▶ **Directions for this task**: Pull out every line in the entries below that contains the string "positive", and copy each one. Case counts.

▶ **Material provided**:
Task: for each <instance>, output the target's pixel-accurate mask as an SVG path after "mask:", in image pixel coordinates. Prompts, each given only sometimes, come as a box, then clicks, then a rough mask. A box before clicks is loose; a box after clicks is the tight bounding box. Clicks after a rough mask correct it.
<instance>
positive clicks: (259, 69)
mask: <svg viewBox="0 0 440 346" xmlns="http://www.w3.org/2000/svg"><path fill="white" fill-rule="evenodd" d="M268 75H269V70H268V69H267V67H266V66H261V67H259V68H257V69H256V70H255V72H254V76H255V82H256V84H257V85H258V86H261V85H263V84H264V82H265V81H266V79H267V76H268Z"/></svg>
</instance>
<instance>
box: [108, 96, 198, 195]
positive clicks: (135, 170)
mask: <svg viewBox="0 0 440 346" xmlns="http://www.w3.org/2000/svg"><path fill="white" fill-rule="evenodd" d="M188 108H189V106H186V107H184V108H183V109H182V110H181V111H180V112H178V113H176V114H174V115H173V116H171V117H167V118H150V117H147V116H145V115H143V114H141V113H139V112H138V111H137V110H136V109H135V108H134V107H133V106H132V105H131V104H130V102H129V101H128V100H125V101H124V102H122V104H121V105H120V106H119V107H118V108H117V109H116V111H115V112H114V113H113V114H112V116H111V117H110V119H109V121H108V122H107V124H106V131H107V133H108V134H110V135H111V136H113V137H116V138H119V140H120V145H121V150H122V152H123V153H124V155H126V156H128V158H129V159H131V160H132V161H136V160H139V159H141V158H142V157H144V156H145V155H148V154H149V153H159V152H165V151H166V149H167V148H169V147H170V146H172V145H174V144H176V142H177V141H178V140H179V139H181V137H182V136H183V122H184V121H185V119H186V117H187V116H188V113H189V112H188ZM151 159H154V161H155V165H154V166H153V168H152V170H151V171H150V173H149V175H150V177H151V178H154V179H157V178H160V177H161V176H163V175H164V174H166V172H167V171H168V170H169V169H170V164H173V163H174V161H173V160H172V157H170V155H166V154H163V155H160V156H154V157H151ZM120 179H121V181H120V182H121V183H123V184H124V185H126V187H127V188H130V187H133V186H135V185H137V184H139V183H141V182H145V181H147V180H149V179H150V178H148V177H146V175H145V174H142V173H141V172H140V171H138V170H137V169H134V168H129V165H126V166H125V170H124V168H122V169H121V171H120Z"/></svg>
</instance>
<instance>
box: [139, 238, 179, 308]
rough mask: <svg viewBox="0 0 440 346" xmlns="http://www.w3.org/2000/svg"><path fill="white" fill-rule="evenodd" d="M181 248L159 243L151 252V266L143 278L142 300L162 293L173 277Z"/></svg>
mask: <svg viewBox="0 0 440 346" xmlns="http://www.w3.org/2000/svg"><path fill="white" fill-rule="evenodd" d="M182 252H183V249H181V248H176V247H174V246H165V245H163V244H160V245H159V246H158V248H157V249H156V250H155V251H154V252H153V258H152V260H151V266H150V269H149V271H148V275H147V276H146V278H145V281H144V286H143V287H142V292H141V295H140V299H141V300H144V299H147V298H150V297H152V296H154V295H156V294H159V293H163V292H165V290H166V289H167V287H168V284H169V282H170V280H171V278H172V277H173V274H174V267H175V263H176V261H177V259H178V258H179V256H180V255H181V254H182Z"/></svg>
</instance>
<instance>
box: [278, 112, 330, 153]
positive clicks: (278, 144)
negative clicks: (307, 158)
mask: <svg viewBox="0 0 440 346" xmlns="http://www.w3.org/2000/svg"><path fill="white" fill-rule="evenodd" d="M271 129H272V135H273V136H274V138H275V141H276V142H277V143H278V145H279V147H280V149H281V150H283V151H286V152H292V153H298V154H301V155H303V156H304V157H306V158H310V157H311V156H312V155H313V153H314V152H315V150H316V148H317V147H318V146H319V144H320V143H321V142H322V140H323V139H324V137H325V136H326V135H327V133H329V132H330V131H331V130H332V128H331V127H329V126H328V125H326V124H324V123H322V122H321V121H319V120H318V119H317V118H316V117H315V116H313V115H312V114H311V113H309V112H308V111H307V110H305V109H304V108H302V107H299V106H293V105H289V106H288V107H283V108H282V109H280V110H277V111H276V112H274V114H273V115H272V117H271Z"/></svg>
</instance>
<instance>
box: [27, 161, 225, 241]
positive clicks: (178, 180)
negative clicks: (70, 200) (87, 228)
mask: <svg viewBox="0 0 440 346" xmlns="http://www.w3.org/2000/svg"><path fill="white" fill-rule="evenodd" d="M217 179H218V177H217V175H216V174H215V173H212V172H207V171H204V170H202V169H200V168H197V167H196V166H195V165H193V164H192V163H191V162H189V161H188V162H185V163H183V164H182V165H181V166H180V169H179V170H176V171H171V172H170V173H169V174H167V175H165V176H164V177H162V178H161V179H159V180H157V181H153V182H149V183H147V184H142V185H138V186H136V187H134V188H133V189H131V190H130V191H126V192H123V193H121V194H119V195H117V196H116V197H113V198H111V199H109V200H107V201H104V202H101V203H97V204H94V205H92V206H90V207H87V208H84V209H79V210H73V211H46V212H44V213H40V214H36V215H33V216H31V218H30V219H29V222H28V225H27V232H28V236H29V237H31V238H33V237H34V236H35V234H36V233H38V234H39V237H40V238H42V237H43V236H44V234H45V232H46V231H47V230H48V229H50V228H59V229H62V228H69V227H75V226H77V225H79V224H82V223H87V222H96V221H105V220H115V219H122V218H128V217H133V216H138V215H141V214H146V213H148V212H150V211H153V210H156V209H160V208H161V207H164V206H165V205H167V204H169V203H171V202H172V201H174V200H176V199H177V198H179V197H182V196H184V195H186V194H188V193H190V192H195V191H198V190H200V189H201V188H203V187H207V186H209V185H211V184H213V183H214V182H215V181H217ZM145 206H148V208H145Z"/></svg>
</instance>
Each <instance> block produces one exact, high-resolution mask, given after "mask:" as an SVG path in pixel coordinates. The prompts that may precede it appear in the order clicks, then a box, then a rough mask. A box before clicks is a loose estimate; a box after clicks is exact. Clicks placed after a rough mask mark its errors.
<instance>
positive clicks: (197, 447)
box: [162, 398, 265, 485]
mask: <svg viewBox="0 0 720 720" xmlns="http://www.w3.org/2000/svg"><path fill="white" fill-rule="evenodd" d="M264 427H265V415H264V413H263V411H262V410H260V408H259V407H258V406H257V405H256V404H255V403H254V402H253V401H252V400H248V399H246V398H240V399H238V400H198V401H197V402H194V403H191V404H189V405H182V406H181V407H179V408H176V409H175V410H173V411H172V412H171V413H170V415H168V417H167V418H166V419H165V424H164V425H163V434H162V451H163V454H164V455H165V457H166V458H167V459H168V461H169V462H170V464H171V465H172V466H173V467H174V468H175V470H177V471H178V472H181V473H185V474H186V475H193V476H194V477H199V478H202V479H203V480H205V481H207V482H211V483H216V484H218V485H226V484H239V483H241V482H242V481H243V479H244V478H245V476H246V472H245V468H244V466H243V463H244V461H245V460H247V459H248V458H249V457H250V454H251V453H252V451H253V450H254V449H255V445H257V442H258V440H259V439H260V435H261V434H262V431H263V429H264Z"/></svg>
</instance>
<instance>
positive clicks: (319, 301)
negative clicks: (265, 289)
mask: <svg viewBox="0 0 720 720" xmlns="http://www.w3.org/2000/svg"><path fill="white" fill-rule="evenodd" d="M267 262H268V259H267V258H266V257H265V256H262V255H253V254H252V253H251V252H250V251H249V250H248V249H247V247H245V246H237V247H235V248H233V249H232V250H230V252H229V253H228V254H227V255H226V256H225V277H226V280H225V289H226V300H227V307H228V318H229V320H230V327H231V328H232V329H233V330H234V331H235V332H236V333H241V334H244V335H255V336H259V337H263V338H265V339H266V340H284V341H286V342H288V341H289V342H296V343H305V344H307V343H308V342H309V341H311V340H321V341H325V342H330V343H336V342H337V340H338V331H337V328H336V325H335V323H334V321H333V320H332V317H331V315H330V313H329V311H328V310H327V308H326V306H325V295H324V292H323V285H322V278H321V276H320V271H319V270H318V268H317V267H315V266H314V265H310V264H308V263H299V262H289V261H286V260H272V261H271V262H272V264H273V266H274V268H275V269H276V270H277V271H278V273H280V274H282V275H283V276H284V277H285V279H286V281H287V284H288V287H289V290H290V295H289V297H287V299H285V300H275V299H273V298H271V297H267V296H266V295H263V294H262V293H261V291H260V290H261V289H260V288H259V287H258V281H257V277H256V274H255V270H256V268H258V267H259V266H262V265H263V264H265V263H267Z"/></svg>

▶ **Answer to this task**:
positive clicks: (259, 69)
positive clicks: (135, 170)
positive clicks: (278, 144)
positive clicks: (178, 180)
positive clicks: (197, 447)
positive clicks: (319, 301)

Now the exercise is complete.